Your goal:
Reproduce the entries exactly, beginning with the line containing "Target: ceiling fan blade" and ending with their last line, both included.
START Entries supplied
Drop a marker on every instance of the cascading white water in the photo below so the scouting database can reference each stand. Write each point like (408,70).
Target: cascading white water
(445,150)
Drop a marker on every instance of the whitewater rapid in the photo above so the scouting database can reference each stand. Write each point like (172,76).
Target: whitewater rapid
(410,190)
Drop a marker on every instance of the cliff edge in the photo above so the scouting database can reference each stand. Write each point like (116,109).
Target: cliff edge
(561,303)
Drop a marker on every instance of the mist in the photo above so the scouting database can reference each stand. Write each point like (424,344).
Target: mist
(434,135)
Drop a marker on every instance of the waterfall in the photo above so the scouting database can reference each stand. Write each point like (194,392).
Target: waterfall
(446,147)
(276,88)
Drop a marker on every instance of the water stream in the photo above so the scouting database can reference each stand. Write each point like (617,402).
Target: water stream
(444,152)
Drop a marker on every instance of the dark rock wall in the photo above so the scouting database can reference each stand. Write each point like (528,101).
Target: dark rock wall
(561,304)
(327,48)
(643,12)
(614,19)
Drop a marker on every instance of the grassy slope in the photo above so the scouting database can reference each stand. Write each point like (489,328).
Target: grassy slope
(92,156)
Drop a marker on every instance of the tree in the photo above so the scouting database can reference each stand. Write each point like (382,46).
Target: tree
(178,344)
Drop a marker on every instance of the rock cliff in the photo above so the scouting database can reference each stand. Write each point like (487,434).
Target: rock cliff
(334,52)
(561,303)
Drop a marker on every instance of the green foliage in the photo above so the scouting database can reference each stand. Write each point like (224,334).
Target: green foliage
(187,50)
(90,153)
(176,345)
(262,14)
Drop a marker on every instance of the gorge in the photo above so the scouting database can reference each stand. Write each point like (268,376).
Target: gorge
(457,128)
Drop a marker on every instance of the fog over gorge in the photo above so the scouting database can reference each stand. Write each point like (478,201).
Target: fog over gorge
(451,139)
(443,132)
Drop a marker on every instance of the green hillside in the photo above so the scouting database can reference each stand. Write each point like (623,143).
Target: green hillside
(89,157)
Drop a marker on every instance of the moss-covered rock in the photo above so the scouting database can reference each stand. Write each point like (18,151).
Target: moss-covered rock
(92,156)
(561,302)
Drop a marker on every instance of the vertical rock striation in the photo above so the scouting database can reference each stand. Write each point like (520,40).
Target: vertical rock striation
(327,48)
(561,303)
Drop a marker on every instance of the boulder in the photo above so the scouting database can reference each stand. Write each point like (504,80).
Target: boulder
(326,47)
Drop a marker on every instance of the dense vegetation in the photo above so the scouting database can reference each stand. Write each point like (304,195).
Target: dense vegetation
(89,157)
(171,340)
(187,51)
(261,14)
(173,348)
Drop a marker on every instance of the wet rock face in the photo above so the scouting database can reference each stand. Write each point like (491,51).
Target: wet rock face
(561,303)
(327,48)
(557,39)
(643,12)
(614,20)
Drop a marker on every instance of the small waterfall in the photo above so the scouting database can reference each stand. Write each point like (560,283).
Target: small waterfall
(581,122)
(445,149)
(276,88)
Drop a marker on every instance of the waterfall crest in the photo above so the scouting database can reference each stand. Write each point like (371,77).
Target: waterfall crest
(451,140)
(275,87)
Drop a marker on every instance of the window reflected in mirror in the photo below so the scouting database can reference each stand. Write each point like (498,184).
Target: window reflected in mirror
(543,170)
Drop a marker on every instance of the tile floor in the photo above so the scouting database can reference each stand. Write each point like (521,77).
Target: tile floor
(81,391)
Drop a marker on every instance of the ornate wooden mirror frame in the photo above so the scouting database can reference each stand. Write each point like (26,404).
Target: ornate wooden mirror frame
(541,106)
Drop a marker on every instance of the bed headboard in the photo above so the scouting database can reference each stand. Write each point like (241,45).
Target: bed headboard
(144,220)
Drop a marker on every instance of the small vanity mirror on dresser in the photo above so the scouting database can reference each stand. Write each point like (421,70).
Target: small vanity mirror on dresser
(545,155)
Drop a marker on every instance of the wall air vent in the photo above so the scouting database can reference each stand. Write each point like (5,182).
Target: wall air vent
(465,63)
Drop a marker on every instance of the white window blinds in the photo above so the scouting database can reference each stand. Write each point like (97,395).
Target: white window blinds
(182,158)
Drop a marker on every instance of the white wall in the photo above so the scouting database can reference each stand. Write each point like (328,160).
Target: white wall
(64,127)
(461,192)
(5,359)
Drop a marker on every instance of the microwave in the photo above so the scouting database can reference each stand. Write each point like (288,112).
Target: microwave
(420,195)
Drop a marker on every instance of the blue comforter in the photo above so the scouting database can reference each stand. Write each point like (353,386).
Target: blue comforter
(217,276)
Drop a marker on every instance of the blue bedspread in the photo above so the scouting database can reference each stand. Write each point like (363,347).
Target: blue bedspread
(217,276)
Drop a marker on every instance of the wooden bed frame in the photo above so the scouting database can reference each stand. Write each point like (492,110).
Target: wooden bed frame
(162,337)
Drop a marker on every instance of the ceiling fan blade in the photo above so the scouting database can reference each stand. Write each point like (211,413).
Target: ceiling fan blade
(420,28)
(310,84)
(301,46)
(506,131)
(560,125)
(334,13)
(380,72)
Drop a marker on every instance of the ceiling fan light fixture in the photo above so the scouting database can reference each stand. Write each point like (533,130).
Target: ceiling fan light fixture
END Entries supplied
Your response:
Target: ceiling fan blade
(420,28)
(310,84)
(301,46)
(506,131)
(560,125)
(334,13)
(380,72)
Drop a marker on every instance of the ceiling fan light fixture in the photo above so the scouting database can reference each stand. Write each point like (533,130).
Target: ceiling fan light fixture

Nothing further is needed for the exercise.